*Written problem A:* In the rows, take the part that opens with the line containing "# locate sky: put a pin on each instance." and closes with the line containing "# locate hazy". Rewrite those lines with "steam plume" replaced by "smoke plume", leaving everything else the same.

Some times it DOES pay to NOT win the Hinky shoot. :wink: At least you made it out to 65 yards. I can pretty much shoot 45 yards all day especially on a spot that big, but I blew the 45 with "both" my arrows. Now I'm just waiting for that Doinker I won - come on Hinky, light a fire under them folks - I'm getting anxious. :tongue:


----------



## SCarson (Apr 13, 2008)

I would go with checking alternatives. I was shooting 50.5# with 2213s weighing in at 448 grains. I still had 1/8 inch clearance left at the 80 yard mark using a 1 3/8 scope. I had the sight arm at the third notch from the end on a 9 inch arm. I never chronied it, but if OT2 was close, I was getting about 215 to 220 fps. As it was 'splained to me, it's not how fast it gets there, it's where it hits the target.


----------



## Unclegus (May 27, 2003)

If you're comfortable with where your peep is and your anchor, don't fool with that one at all.... Peep height can get you some yardage real fast, but if it has you out of line, it's not worth it.

I shoot a really low peep, and to get 80 I have my bar less than an inch from the riser. And remember. The eighty is just two arrows out of 112. I'd even look and see if you can hold on the 3/4 line above the spot and shoot the 80. I shoot low poundage too, and I've shot my eighty with the spot sitting on top of the bubble.... Hit it pretty often too... 

I'd try a bunch of things before I spent $$ on arrows specially if you like what you're doing now other than the eighty problem.


----------



## JMJ (Jul 17, 2008)

Your input has not gone ignored folks.
After more testing ... I have come to the conclusion that something, somewhere is not right about this bow.

It's currently shooting 240 FPS with the aforementioned 3L-18's.
More disturbingly, it won't group like it should ... at any yardage.
I have a Katera XL that'll shoot circles around it. (Speed AND groups.)
Yes I realize that it isn't gonna match the speed.

Anyway ... I have new cables & string ordered.
Upon arrival, I'll pull the thing completely apart & inspect accordingly.

Thanks for reading.


----------



## Bees (Jan 28, 2003)

JMJ said:


> Your input has not gone ignored folks.
> After more testing ... I have come to the conclusion that something, somewhere is not right about this bow.
> 
> It's currently shooting 240 FPS with the aforementioned 3L-18's.
> ...


Check your axles maybe???


----------



## Brown Hornet (Aug 8, 2002)

JMJ said:


> Your input has not gone ignored folks.
> After more testing ... I have come to the conclusion that something, somewhere is not right about this bow.

*Written problem B:* According to the archery thread, how fast is JMJ's bow currently shooting with the 3L-18's?

*Records for the task:*

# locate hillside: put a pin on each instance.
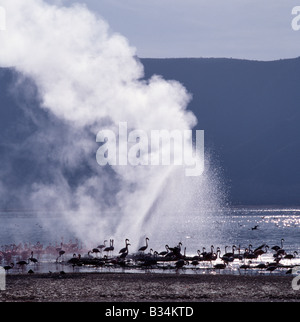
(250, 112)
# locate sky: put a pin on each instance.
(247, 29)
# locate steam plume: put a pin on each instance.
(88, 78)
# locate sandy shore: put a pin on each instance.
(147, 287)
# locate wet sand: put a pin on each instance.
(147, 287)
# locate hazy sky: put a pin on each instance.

...

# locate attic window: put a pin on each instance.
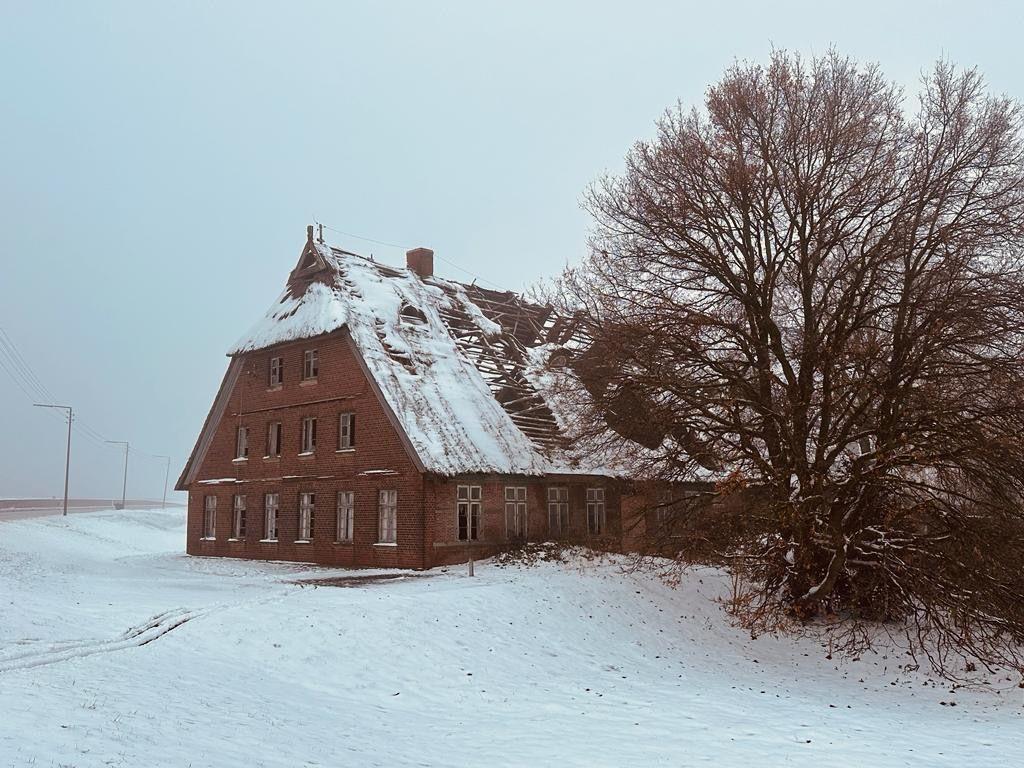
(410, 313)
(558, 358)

*Full answer A:*
# locate sky: put a pin on each instance.
(247, 29)
# locate smoke plume: put a pin on each instance.
(88, 78)
# locate sandy shore: put a pin on each instance.
(147, 287)
# locate wet sand: put a pin on each instance.
(147, 287)
# locate hazy sky: put a pin on each instance.

*Full answer B:* 240 FPS